**Trecho apresentado:**
Nenete de Windsor e amigos tinham acabado de chegar da Bahia. Estavam em Juiz de Fora, cidade da Zona da Mata mineira, com centenas de ladeiras, fisicamente feia, mas com pessoas gentis e bonitas na média. Era o ano de 1981 e Nenete iria participar da quinta edição do Miss Brasil Gay, que se tornaria peça importante no calendário local e na semana passada chegou à sua 25ª versão. Na tarde do Dia D, passeando pelas movimentadas ruas do centro, foram surpreendidos por uma chuva de granizo. Sem nunca terem visto semelhante manifestação climática, saíram em debandada achando que a população, descontente com a presença de um grupo de homossexuais, havia se reunido para atirar gelo sobre eles. Passado o susto, veio a glória. Naquela noite Nenete de Windsor – que é homem e se casou com mulher – foi coroada Miss Brasil Gay e entrou para a galeria da fama que até hoje ilustra o ingresso para quem paga R$ 260 por uma mesa e R$ 20 para ficar espremido nas arquibancadas do ginásio do Sport Club de Juiz de Fora. Incluído um chá de cadeira de 3h15 com que o público foi brindado até o início do enfadonho concurso ocorrido no sábado 18, quando a rainha de 2000, Michelly X – “o x é em homenagem a Xuxa” – passou o cetro nacional à representante de Goiás, Alessandra Vargas, 28 anos. “É um sonho de infância que vi realizar”, disse ela.

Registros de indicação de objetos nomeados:
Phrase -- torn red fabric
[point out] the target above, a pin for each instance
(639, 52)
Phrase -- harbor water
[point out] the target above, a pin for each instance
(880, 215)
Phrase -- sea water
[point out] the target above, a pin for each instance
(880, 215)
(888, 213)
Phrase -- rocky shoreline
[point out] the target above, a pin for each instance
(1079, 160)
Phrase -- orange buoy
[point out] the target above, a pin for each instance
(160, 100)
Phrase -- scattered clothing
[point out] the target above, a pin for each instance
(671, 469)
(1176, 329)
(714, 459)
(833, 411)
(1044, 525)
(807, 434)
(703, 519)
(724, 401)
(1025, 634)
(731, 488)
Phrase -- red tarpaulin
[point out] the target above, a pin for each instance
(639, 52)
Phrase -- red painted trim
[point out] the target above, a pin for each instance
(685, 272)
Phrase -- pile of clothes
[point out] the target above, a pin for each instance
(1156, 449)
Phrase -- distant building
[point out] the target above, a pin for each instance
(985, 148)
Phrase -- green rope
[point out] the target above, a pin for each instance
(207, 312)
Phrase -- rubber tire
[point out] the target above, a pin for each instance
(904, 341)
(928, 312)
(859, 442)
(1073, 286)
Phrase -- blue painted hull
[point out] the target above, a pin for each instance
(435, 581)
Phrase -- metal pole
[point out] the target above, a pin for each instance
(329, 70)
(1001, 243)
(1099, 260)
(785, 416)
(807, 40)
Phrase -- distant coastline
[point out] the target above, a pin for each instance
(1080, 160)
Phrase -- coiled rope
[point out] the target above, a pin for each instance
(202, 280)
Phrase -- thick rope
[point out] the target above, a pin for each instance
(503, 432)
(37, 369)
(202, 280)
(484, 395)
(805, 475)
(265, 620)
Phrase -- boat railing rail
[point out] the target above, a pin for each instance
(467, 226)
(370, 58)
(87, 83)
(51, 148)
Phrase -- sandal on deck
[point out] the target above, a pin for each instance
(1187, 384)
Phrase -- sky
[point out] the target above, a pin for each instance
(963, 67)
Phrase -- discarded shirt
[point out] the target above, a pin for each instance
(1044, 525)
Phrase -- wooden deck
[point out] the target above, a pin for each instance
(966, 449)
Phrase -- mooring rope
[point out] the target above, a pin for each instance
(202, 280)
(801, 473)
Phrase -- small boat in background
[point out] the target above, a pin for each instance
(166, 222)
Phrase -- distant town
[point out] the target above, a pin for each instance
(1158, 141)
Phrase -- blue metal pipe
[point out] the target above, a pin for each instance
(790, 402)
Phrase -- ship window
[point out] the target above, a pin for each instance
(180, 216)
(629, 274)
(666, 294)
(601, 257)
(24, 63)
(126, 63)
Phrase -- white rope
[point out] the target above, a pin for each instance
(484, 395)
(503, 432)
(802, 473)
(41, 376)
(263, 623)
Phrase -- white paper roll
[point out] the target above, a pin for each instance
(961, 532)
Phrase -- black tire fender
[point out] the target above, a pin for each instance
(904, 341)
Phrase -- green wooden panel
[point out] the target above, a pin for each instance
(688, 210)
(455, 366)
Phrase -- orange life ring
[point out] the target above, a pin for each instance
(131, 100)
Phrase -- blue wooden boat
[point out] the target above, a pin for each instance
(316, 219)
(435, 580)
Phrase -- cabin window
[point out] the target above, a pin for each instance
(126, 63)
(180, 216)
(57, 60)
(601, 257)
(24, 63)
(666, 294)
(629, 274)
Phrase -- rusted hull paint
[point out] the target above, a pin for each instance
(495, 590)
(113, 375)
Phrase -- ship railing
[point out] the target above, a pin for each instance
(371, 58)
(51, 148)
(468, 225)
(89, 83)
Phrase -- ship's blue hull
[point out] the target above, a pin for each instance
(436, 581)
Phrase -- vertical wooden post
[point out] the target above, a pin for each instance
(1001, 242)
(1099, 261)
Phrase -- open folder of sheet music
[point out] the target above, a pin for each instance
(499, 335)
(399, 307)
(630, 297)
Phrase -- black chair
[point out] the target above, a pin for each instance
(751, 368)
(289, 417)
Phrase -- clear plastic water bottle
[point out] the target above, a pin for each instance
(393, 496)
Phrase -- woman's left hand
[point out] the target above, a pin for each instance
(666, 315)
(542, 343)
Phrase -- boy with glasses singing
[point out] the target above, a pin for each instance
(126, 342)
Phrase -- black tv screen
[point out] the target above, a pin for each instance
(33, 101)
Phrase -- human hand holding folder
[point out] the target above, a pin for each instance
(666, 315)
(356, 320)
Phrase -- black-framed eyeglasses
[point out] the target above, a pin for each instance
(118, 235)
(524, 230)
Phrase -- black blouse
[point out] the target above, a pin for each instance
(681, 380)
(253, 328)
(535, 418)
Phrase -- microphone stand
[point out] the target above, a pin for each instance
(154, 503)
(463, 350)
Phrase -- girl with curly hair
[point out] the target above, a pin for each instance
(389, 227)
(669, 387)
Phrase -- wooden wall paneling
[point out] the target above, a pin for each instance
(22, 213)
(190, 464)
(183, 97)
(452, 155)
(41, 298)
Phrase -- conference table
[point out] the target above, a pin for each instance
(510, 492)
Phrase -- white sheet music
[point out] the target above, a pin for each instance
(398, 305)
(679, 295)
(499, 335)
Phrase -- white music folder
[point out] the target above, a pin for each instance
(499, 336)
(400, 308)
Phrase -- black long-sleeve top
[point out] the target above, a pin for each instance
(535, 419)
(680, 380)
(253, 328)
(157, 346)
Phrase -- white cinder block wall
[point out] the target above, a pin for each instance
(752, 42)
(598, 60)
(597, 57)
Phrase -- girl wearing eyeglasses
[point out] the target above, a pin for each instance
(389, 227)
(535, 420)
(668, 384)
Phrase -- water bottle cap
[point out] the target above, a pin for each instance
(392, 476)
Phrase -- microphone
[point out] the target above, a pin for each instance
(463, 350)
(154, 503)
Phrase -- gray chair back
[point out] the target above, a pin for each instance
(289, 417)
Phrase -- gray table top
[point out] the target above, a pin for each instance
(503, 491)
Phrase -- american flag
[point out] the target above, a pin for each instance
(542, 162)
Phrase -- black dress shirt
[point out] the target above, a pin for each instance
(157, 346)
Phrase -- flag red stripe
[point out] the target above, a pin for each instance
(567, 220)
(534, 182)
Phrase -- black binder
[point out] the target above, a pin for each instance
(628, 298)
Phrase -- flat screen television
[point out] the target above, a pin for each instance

**Enunciado da tarefa:** Dê continuidade ao texto sobre o concurso Miss Brasil Gay em Juiz de Fora, partindo da última frase apresentada.

**Resposta da tarefa:**
Para quem vai em busca de diversão, no entanto, seja público setorizado ou não, o melhor não acontece no evento, versão completamente out of fashion, baseada nos jurássicos desfiles de misses que, nas décadas de 50 e 60, paravam o País. O freje de verdade vem da manifestação popular na manhã e na tarde do sábado do concurso. Aí sim vê-se o comando alegre em ação e em sintonia com a população que, contrariando as normas do Estado brasileiro mais conservador, é totalmente receptiva às estripulias das drag queens temporariamente imigradas de todas as partes do Brasil. Ao meio-dia em ponto, a queen das drags, Isabelita dos Patins – menos conhecida como o ex-auxiliar administrativo Jorge Iglesias, 53 anos, argentino naturalizado brasileiro –, depois de mais de duas horas de produção, estava prontésima numa roupa “avaliada em R$ 3 mil”. Era um vestido bordado com milhares de lantejoulas na parte de cima e quilos de plumas na saia semelhante aos tutus das bailarinas. “Já fui um cisne, hoje me sinto uma pata”, confessou. Nas mãos, outra vertigem de simplicidade. Unhas à Maga Patalógica douradas e oito anéis, três deles de legítimo pedigree. “Este aqui quem me deu foi a Elke Maravilha, este outro foi tirado de uma roupa da Marta Rocha e este outro pertenceu a ninguém menos que Carmen Miranda”, contava, orgulhosa.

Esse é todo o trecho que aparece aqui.